# Selected text
=====
Paloich Airport, which usually buzzes with the sound of well-heeled workers serving South Sudan's oil fields, has turned into a camp for thousands of people fleeing the conflict in neighbouring Sudan - now more than a month old.
There are no toilet facilities, no running water, no kitchens - just crowds of people living around their bags, resting on luggage trolleys, or sleeping under makeshift tents while waiting to catch a flight.
They have ended up here, four hours from the border with Sudan, in the hope of finding a way out.
But there are few flights and little information about when people may be able to leave.
Among these refugees are Eritreans who have been uprooted for a second time after previously arriving in Sudan to escape the situation at home. And these people are stuck in limbo.
According to the UN, there were over 136,000 Eritrean refugees and asylum seekers in Sudan before this war.
Most Eritreans do not want to give their names to journalists because they are scared of retribution from the Eritrean authorities.
Eritrea is a highly restrictive state that controls almost all aspects of people's lives, and many want to avoid the prospect of compulsory national service.
But Tesfit Girmay agreed to speak to me. He had arrived in Paloich five days earlier.
"The kind of life around here, you wouldn't wish it for animals let alone humans," he said looking at the tents around him.
As a single man he recognised that he was luckier than some.
"Maybe I can stand it. Sleeping outside, eating once a day, maybe I can stand it. But the biggest problem, there are people with children. There are people with four or five children," Mr Tesfit told me.
=====
# Listed records
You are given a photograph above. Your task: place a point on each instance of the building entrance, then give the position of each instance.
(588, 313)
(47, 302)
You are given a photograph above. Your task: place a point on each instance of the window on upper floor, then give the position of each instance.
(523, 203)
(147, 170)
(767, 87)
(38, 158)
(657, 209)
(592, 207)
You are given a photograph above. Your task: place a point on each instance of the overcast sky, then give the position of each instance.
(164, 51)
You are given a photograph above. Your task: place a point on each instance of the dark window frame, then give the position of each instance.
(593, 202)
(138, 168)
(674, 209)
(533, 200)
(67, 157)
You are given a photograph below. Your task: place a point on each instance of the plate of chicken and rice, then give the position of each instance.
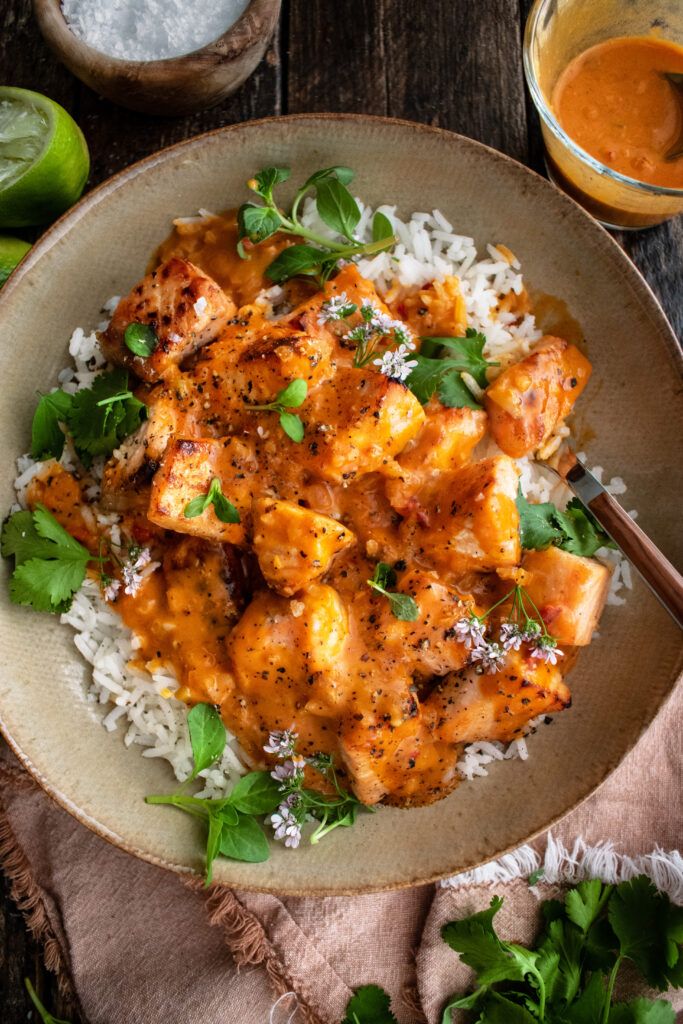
(295, 595)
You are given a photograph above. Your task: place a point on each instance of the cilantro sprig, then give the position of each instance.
(402, 605)
(224, 509)
(50, 564)
(443, 374)
(98, 419)
(575, 529)
(568, 977)
(336, 207)
(291, 396)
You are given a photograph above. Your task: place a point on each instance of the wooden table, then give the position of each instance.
(456, 64)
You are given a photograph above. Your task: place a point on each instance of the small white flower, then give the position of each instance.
(488, 657)
(338, 307)
(546, 649)
(394, 365)
(512, 636)
(282, 742)
(290, 771)
(469, 631)
(286, 825)
(112, 589)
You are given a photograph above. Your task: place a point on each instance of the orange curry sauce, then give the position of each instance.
(616, 102)
(271, 619)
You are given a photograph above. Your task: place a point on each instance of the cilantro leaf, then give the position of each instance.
(584, 903)
(47, 438)
(369, 1005)
(103, 415)
(50, 565)
(648, 929)
(207, 736)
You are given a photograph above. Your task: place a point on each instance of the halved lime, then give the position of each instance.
(12, 252)
(44, 161)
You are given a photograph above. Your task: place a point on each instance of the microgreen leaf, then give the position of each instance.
(140, 339)
(47, 438)
(256, 793)
(293, 261)
(337, 207)
(369, 1005)
(207, 736)
(45, 1016)
(292, 426)
(293, 395)
(382, 227)
(257, 222)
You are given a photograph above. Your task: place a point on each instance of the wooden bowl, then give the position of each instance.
(631, 412)
(177, 85)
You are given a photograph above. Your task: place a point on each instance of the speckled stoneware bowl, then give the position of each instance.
(633, 409)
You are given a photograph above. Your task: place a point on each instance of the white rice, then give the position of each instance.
(141, 707)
=====
Could you write the next few paragraphs of the article about refugees stranded at Paloich Airport, picking up right after Mr Tesfit's remark about families with four or five children?

# Answer
He fled the deteriorating economy in Eritrea at the end of last year and headed to Sudan, hoping to find work and maybe travel on to another country.
BBC
The kind of life around here, you wouldn't wish it for animals let alone humans
But in South Sudan, Eritreans find themselves trapped.
Over 700 have arrived in the country.
Other nationals who fled the conflict in Sudan such as Kenyans, Ugandans and Somalis have been repatriated by their governments. But many Eritreans in Paloich said they were terrified to go back home, or see no future there.
Mr Tesfit said that Eritreans at the airport were banned from getting onto flights to South Sudan's capital, Juba. At the same time they have refused to go to the designated refugee camps in the country.
A three-hour drive further north, and closer to the border with Sudan, is another temporary camp bursting at the seams.
The former grounds of the Upper Nile University in Renk, once abandoned, are now repopulated by more than 6,000 people. Even the bushes on the opposite side of the road are being cut down to make space for more arrivals.
This is where I met another refugee from Eritrea.
She was sat on the steps of a classroom with her three children and told me that her husband had gone to town to look for food.
"I couldn't live in my country because I couldn't worship my God the way I liked it. I couldn't live there," said the woman, who wanted to remain anonymous.
She explained that she was an evangelical Christian and had difficulties in Eritrea, where religion is heavily regulated and people from faiths that are not officially sanctioned have been sent to prison.
After fleeing Khartoum, she said she had hoped to go to South Sudan's capital but that was proving to be a challenge.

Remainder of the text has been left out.